____ Task input

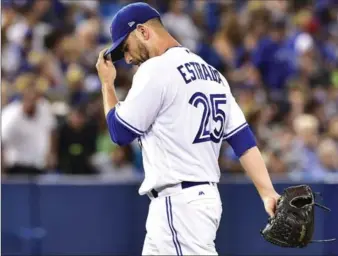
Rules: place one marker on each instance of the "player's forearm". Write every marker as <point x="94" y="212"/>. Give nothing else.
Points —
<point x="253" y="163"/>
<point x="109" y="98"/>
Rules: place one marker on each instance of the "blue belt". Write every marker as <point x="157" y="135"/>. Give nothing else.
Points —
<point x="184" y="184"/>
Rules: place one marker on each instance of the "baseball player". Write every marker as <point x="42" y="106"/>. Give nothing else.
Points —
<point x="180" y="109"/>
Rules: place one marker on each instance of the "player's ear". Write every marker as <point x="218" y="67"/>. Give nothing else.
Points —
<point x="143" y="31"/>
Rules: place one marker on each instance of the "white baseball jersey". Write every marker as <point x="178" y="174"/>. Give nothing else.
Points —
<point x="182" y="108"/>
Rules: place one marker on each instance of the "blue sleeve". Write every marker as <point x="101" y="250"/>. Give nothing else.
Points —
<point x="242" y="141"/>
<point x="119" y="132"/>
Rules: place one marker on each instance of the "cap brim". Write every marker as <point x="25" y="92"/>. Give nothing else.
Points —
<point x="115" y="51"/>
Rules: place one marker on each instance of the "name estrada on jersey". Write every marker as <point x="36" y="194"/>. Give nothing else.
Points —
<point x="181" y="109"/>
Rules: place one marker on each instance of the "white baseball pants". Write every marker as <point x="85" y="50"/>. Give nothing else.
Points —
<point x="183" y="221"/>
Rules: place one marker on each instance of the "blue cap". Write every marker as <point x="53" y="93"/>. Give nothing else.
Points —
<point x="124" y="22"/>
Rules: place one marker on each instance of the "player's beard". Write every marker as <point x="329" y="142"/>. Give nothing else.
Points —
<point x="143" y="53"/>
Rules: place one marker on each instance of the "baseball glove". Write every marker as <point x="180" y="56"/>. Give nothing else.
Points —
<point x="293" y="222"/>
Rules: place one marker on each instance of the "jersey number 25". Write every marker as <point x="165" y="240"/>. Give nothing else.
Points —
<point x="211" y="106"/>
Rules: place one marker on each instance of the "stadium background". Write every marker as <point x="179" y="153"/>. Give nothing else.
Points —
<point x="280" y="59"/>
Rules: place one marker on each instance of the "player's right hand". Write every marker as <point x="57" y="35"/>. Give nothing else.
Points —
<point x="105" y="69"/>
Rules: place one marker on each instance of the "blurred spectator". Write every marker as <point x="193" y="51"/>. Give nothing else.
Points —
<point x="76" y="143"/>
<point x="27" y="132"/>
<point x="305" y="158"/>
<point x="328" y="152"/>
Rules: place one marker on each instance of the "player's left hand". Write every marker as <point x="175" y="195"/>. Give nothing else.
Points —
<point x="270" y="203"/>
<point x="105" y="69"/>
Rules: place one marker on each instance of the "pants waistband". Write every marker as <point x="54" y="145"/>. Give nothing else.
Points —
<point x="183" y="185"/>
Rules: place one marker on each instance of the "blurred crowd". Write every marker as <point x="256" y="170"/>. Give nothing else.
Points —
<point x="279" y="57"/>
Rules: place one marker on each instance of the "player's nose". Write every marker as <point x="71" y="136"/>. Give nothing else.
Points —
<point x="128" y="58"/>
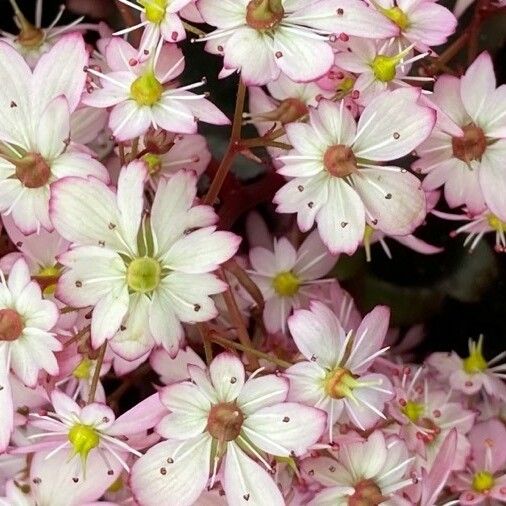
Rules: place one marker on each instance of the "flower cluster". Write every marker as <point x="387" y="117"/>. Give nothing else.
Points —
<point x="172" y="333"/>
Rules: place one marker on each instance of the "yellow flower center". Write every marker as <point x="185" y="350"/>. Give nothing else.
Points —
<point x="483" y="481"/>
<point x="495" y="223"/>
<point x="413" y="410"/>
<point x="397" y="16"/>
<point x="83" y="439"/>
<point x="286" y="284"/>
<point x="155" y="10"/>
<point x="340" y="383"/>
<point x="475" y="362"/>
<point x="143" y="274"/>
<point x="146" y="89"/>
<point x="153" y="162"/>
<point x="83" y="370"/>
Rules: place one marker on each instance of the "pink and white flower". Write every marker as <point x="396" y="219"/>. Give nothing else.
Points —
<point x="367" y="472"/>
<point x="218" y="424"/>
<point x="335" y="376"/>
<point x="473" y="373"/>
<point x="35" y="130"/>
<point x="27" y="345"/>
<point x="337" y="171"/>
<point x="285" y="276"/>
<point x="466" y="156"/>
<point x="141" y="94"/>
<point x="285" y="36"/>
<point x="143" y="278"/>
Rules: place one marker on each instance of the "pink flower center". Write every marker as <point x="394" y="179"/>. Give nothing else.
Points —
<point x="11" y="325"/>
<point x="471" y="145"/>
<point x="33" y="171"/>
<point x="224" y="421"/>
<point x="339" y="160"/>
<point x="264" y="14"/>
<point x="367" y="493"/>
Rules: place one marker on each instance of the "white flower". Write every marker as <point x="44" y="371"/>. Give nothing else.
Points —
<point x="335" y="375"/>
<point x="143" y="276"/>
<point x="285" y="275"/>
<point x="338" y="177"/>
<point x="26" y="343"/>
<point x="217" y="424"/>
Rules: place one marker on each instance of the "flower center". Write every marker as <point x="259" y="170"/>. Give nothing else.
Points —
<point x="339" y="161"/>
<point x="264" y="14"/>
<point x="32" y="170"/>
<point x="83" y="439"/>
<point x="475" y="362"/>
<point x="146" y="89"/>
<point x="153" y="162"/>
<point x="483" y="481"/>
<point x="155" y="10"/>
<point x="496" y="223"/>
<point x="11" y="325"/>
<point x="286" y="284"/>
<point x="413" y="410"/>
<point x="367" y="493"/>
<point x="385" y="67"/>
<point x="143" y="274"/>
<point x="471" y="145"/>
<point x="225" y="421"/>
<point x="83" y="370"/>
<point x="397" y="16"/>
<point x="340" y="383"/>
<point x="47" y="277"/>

________

Given instruction
Transcribe the listing above verbatim. Omit the pictures.

Answer to the exercise
Rules: place one marker on each instance of the "player's forearm". Write every marker as <point x="94" y="212"/>. Give nothing else.
Points —
<point x="253" y="163"/>
<point x="109" y="98"/>
Rules: place one marker on each instance of the "blue belt". Write every marker as <point x="157" y="135"/>. Give nothing else.
Points —
<point x="184" y="184"/>
Rules: place one marker on each instance of the "baseball player". Write every marker as <point x="42" y="106"/>. Give nothing else.
Points —
<point x="180" y="109"/>
Rules: place one marker on each instance of the "player's ear". Write every marker as <point x="218" y="67"/>. Give nothing else.
Points —
<point x="143" y="31"/>
Rules: place one marker on each instance of the "white baseball jersey". Write every marker as <point x="178" y="174"/>. Give nothing else.
Points —
<point x="182" y="108"/>
Rules: place one marker on each instance of the "blue sleeve". Write every marker as <point x="101" y="250"/>. Give nothing else.
Points —
<point x="242" y="141"/>
<point x="119" y="132"/>
Rules: place one marker on each instance of the "cap brim". Write every marker as <point x="25" y="92"/>. Give nothing else.
Points —
<point x="115" y="51"/>
Rules: place one marker on each instance of the "name estrada on jersey". Write every marker as <point x="36" y="194"/>. Give nothing else.
Points —
<point x="181" y="109"/>
Rules: place one marker on each instance of the "white baseball pants". Write every marker as <point x="85" y="50"/>. Give nothing else.
Points —
<point x="183" y="221"/>
Rules: place one marker on each instance of the "blue cap". Write every marker as <point x="53" y="93"/>. Give nothing else.
Points —
<point x="124" y="22"/>
Rules: place one marker on each instance of the "player's beard". Write every marker as <point x="329" y="142"/>. Give nothing else.
Points —
<point x="143" y="53"/>
Rules: place one marker on each instance of the "baseball glove". Write every marker as <point x="180" y="56"/>. Give nothing else.
Points —
<point x="293" y="222"/>
Rules: place one marker on each instance of the "jersey number 25". Write every marker as <point x="165" y="240"/>. Give nothing else.
Points —
<point x="211" y="106"/>
Rules: place one marker on each instance of the "stadium background". Write every marker as <point x="179" y="153"/>. Give nothing else.
Points —
<point x="280" y="59"/>
Rules: place one marker on each instance of the "player's right hand". Write every marker as <point x="57" y="35"/>. Give nothing else.
Points —
<point x="105" y="69"/>
Rules: place one marker on each instance of the "blurred spectator". Write every marker as <point x="193" y="51"/>. Give nothing else.
Points —
<point x="76" y="143"/>
<point x="27" y="132"/>
<point x="305" y="158"/>
<point x="328" y="152"/>
Rules: place one marker on each instance of the "player's left hand". Write every marker as <point x="175" y="195"/>. Give nothing else.
Points —
<point x="270" y="203"/>
<point x="105" y="69"/>
Rules: place one marker on each instance of the "pants waistband". Write every marker as <point x="54" y="145"/>. Give nothing else.
Points —
<point x="183" y="185"/>
Rules: place one marker on each instance of the "blurred crowd". Write every marker as <point x="256" y="170"/>. Give nothing else.
Points —
<point x="279" y="57"/>
Rules: place one marker on each instance of the "player's nose". Write every marker as <point x="71" y="136"/>. Give nothing else.
Points —
<point x="128" y="58"/>
Rules: place one marker on each instance of the "flower cluster". Write every marker as <point x="387" y="117"/>. Give nothing else.
Points —
<point x="172" y="333"/>
Rules: place one marker on each instance of the "yellow flower center". Write every marker as <point x="185" y="350"/>. Give nothing else.
Points —
<point x="483" y="481"/>
<point x="495" y="223"/>
<point x="413" y="410"/>
<point x="397" y="16"/>
<point x="83" y="439"/>
<point x="286" y="284"/>
<point x="155" y="10"/>
<point x="340" y="383"/>
<point x="475" y="362"/>
<point x="143" y="274"/>
<point x="146" y="89"/>
<point x="153" y="162"/>
<point x="83" y="370"/>
Rules: place one marker on each instance of the "pink and white flower". Write every marker as <point x="396" y="219"/>. Give nothing else.
Points —
<point x="367" y="472"/>
<point x="218" y="424"/>
<point x="335" y="376"/>
<point x="473" y="373"/>
<point x="35" y="130"/>
<point x="27" y="345"/>
<point x="337" y="171"/>
<point x="285" y="276"/>
<point x="466" y="156"/>
<point x="141" y="94"/>
<point x="285" y="36"/>
<point x="143" y="278"/>
Rules: place one marker on each instance of the "pink flower center". Write every marker as <point x="394" y="179"/>. Give nothing else.
Points —
<point x="11" y="325"/>
<point x="471" y="145"/>
<point x="33" y="171"/>
<point x="224" y="421"/>
<point x="339" y="160"/>
<point x="264" y="14"/>
<point x="367" y="493"/>
Rules: place one marker on each instance of the "white flower". Write every marker as <point x="44" y="371"/>. Give nothing else.
Points —
<point x="335" y="375"/>
<point x="143" y="276"/>
<point x="285" y="275"/>
<point x="338" y="177"/>
<point x="26" y="343"/>
<point x="217" y="424"/>
Rules: place one marker on each instance of the "flower center". Write every marker as <point x="259" y="170"/>. Give nothing else.
Points —
<point x="339" y="161"/>
<point x="264" y="14"/>
<point x="32" y="170"/>
<point x="83" y="439"/>
<point x="475" y="362"/>
<point x="146" y="89"/>
<point x="153" y="162"/>
<point x="483" y="481"/>
<point x="155" y="10"/>
<point x="496" y="223"/>
<point x="11" y="325"/>
<point x="286" y="284"/>
<point x="413" y="410"/>
<point x="367" y="493"/>
<point x="385" y="67"/>
<point x="143" y="274"/>
<point x="471" y="145"/>
<point x="225" y="421"/>
<point x="83" y="370"/>
<point x="397" y="16"/>
<point x="340" y="383"/>
<point x="47" y="277"/>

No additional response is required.